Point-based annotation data
# # # # # # #

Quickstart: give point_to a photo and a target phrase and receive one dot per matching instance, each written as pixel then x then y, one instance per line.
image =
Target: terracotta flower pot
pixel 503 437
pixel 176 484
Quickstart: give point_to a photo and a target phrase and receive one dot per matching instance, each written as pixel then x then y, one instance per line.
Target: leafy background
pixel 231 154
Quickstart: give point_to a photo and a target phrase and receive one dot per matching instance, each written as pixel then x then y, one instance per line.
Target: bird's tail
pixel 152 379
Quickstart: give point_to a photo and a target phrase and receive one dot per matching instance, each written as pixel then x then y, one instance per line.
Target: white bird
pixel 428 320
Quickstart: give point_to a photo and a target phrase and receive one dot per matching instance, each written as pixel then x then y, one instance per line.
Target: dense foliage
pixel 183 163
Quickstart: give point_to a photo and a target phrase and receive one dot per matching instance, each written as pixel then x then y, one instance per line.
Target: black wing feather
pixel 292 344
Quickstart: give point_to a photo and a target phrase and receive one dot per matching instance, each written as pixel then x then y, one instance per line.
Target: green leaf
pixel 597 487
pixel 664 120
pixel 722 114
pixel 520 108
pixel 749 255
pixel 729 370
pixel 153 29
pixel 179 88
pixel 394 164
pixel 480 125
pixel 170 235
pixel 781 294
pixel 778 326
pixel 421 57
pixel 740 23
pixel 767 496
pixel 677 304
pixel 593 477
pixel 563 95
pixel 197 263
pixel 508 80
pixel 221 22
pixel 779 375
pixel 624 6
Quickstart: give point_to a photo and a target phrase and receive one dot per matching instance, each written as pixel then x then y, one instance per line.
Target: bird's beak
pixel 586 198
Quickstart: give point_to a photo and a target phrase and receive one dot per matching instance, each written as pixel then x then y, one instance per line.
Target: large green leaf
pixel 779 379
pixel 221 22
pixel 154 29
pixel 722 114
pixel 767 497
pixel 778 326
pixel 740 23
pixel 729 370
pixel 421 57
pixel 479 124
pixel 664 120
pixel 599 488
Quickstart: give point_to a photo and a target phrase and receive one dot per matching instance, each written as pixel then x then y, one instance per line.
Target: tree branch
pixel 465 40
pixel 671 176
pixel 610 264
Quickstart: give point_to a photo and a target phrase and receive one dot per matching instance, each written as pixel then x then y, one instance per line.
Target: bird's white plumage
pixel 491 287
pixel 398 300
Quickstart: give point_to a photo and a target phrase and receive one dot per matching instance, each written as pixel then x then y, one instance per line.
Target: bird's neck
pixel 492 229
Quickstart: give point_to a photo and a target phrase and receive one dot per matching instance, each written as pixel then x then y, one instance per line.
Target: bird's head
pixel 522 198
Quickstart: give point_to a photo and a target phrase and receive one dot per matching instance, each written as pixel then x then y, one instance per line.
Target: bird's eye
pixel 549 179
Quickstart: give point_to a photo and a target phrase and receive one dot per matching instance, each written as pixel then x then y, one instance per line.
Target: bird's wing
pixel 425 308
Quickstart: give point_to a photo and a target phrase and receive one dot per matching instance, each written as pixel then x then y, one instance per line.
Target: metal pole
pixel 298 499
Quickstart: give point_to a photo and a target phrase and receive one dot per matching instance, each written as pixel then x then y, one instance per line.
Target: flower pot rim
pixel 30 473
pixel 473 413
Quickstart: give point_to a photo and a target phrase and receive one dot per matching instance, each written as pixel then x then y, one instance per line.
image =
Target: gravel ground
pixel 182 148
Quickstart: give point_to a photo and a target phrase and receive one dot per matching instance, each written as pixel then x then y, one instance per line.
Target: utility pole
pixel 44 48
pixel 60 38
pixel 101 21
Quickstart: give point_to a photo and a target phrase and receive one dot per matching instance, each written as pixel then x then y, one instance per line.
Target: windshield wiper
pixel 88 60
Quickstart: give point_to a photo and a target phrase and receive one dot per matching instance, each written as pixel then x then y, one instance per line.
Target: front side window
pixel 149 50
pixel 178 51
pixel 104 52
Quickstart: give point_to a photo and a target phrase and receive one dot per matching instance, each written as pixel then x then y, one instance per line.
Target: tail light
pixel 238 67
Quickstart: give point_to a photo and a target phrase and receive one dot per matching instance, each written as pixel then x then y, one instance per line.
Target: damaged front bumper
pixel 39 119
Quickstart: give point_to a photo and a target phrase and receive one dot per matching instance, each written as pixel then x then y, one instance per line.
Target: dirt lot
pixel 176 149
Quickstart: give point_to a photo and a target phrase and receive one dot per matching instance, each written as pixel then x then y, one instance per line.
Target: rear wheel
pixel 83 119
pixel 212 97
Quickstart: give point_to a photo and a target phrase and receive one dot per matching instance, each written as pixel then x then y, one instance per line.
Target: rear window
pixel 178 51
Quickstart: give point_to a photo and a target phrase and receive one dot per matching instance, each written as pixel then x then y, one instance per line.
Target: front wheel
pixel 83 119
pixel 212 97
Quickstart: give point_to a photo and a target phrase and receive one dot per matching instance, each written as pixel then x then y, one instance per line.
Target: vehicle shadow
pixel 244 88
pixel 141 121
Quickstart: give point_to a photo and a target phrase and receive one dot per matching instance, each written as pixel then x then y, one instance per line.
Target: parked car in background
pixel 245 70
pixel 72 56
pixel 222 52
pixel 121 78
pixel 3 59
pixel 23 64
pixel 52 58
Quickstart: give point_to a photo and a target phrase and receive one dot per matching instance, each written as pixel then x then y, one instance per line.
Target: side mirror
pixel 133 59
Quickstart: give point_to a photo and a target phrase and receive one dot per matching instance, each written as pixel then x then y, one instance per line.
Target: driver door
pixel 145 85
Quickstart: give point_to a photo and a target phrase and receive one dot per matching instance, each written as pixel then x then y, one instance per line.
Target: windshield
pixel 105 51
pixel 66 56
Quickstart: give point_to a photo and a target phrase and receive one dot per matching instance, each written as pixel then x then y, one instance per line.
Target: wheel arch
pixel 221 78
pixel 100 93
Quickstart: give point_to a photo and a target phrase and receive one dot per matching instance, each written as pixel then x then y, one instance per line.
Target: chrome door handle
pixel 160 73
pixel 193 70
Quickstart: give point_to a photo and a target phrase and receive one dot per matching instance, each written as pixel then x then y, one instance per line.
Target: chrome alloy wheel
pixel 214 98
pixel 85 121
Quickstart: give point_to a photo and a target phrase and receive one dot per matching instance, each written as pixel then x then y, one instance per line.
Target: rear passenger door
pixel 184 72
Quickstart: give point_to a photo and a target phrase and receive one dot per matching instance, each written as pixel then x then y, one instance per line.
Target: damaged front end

# # # # # # #

What needs to be done: Rewrite all of the material above, swapping in "Getting started" wherever "Quickstart" appears and leaving everything else unchanged.

Response:
Getting started: give point_to a photo and a target phrase and receive one dot per matching instance, each written as pixel then x then y, one instance per line.
image =
Target: terracotta flower pot
pixel 503 437
pixel 176 484
Getting started: give point_to a photo and a target phrase and receive one dot per matching instance, each written as pixel then x then y, one instance per line.
Target: leafy background
pixel 231 154
Getting started: give point_to a photo and a target phrase and receive one dot per matching instance, each written as pixel then x then y, one instance per line.
Target: bird's tail
pixel 152 379
Getting started: give point_to a photo and a target phrase and receive one dot per matching instance, each written as pixel then x then y, one instance per line.
Target: white bird
pixel 428 320
Getting started: give point_to a photo and a target phrase and receive one dot per matching instance, each written as pixel then x then y, one instance per line.
Target: dense foliage
pixel 183 163
Getting started: give point_to a photo and a target phrase and receive one dot per matching instance, each written as pixel then x then y, one instance per line.
Target: black wing feather
pixel 292 344
Getting started: give point_to a photo and a target phrase and receive one dot per matching instance, each written as pixel then x then y, one instance per line.
Target: green leaf
pixel 597 487
pixel 664 120
pixel 722 114
pixel 520 108
pixel 749 255
pixel 729 370
pixel 153 29
pixel 179 88
pixel 394 164
pixel 480 125
pixel 170 235
pixel 781 294
pixel 778 326
pixel 421 57
pixel 740 23
pixel 767 496
pixel 677 304
pixel 593 477
pixel 563 95
pixel 197 263
pixel 508 80
pixel 221 22
pixel 779 375
pixel 624 6
Getting started: give point_to a photo and a target phrase and receive one dot per matching instance, each written as pixel then x then y, one instance per line.
Target: bird's beak
pixel 586 198
Getting started: give point_to a photo and a target phrase and receive one dot per matching instance, each written as pixel then x then y, one instance per line.
Target: large green leaf
pixel 779 379
pixel 221 22
pixel 154 29
pixel 722 114
pixel 767 497
pixel 778 326
pixel 740 23
pixel 729 370
pixel 421 57
pixel 479 124
pixel 664 120
pixel 599 488
Getting started: give point_to a photo and a target phrase and receive one dot per matching instance, each written as pixel then x then y, one instance per line.
Target: tree branch
pixel 465 40
pixel 671 176
pixel 610 264
Getting started: give point_to a photo and a target phrase and receive one dot per matching instance, each written as pixel then x then y, one instance per line.
Target: bird's white plumage
pixel 491 287
pixel 398 300
Getting started: give point_to a photo and a target phrase and receive one dot per matching instance, each written as pixel then x then y, one instance per line.
Target: bird's neck
pixel 492 229
Getting started: give point_to a photo and a target phrase and receive one dot per matching instance, each written as pixel then x then y, one instance per line.
Target: bird's head
pixel 522 198
Getting started: give point_to a photo and a target phrase and receive one dot per matching instance, each written as pixel then x then y, one instance per line.
Target: bird's eye
pixel 549 179
Getting started: give point_to a photo and a target phrase and receive one dot per matching instance, each written as pixel then x then y, one instance per line.
Target: bird's wing
pixel 425 308
Getting started: give point_to a photo and a target phrase and receive one dot per matching instance, each written as pixel then x then y, one instance per line.
Target: metal pole
pixel 298 499
Getting started: give point_to a photo and a target phrase and receive one dot per matching instance, each written as pixel then x then y, one instance per line.
Target: flower pot rim
pixel 30 473
pixel 473 413
Getting started: give point_to a photo and a target phrase and receive one dot per matching instance, each written as pixel then x then y, one instance per line.
image =
Target: gravel ground
pixel 182 148
Getting started: give point_to a photo and a target phrase and receive one dot per matching instance, each written as pixel then x then y, one instance per line.
Target: utility pole
pixel 44 48
pixel 60 38
pixel 101 21
Getting started: give point_to a photo and a target phrase and receive one dot per matching instance, each written as pixel then x then y, one instance per line.
Target: windshield wiper
pixel 88 60
Getting started: give point_to a photo and a target phrase and receive one dot per matching instance, each written as pixel then x then y, one instance per line.
Target: front side window
pixel 149 50
pixel 178 51
pixel 104 52
Getting started: give point_to a photo and a target phrase and receive one dot per matching instance, each written as pixel then x then y, one instance per line.
Target: tail light
pixel 238 67
Getting started: give point_to a photo and a target phrase and receive one dot per matching instance, each written as pixel then x then y, one instance per line.
Target: damaged front bumper
pixel 39 119
Getting started: give point_to a photo and a target phrase and receive one dot per matching instance, each written as pixel then x then y, one instance per line.
Target: dirt lot
pixel 176 149
Getting started: give point_to a photo and a target phrase and receive one dot per matching instance, each written as pixel then x then y, one instance per line.
Target: rear wheel
pixel 83 119
pixel 212 97
Getting started: give point_to a photo and a target phrase and receive one dot per matching instance, each written as pixel then x then y, one instance per line.
Target: rear window
pixel 178 51
Getting started: give point_to a photo and a target phrase and receive one dot per matching instance, each written as pixel then x then y, one instance per line.
Target: front wheel
pixel 83 119
pixel 212 97
Getting started: give point_to a photo and a target phrase and receive one dot per matching instance, each written as pixel then x then y, one instance per line.
Target: vehicle shadow
pixel 244 88
pixel 141 121
Getting started: give point_to a photo and a target phrase and receive one dot per matching instance, each written as pixel then x then y, one instance per line.
Target: parked car in background
pixel 245 70
pixel 72 56
pixel 222 52
pixel 121 78
pixel 3 59
pixel 23 64
pixel 52 58
Getting started: give point_to a photo and a target phrase and receive one dot per matching instance, each written as pixel then x then y, one instance per line.
Target: side mirror
pixel 133 59
Getting started: give point_to a photo and a target phrase and receive one dot per matching instance, each written as pixel then x then y, one instance per line.
Target: driver door
pixel 145 85
Getting started: give point_to a photo and a target phrase and receive one dot per matching instance, each written as pixel then x then y, one instance per line.
Target: windshield
pixel 105 51
pixel 66 56
Getting started: give point_to a photo and a target phrase and receive one dot per matching instance, each written as pixel then x then y, one instance per line.
Target: wheel arch
pixel 221 78
pixel 100 93
Getting started: give point_to a photo and a target phrase and receive one dot per matching instance, each written as pixel then x then y, one instance per line.
Target: chrome door handle
pixel 160 73
pixel 193 70
Getting started: give point_to a photo and a target phrase and receive one dot per matching instance, each written as pixel then x then y, one instance per line.
Target: chrome alloy wheel
pixel 214 98
pixel 85 121
Getting started: give point_to a photo and a target phrase and receive one dot per matching instance, each written as pixel then x then y, one instance per line.
Target: rear passenger door
pixel 184 72
Getting started: give point_to a photo and a target phrase and receive one dot per matching instance, each written as pixel then x then y, one instance per line.
Target: damaged front end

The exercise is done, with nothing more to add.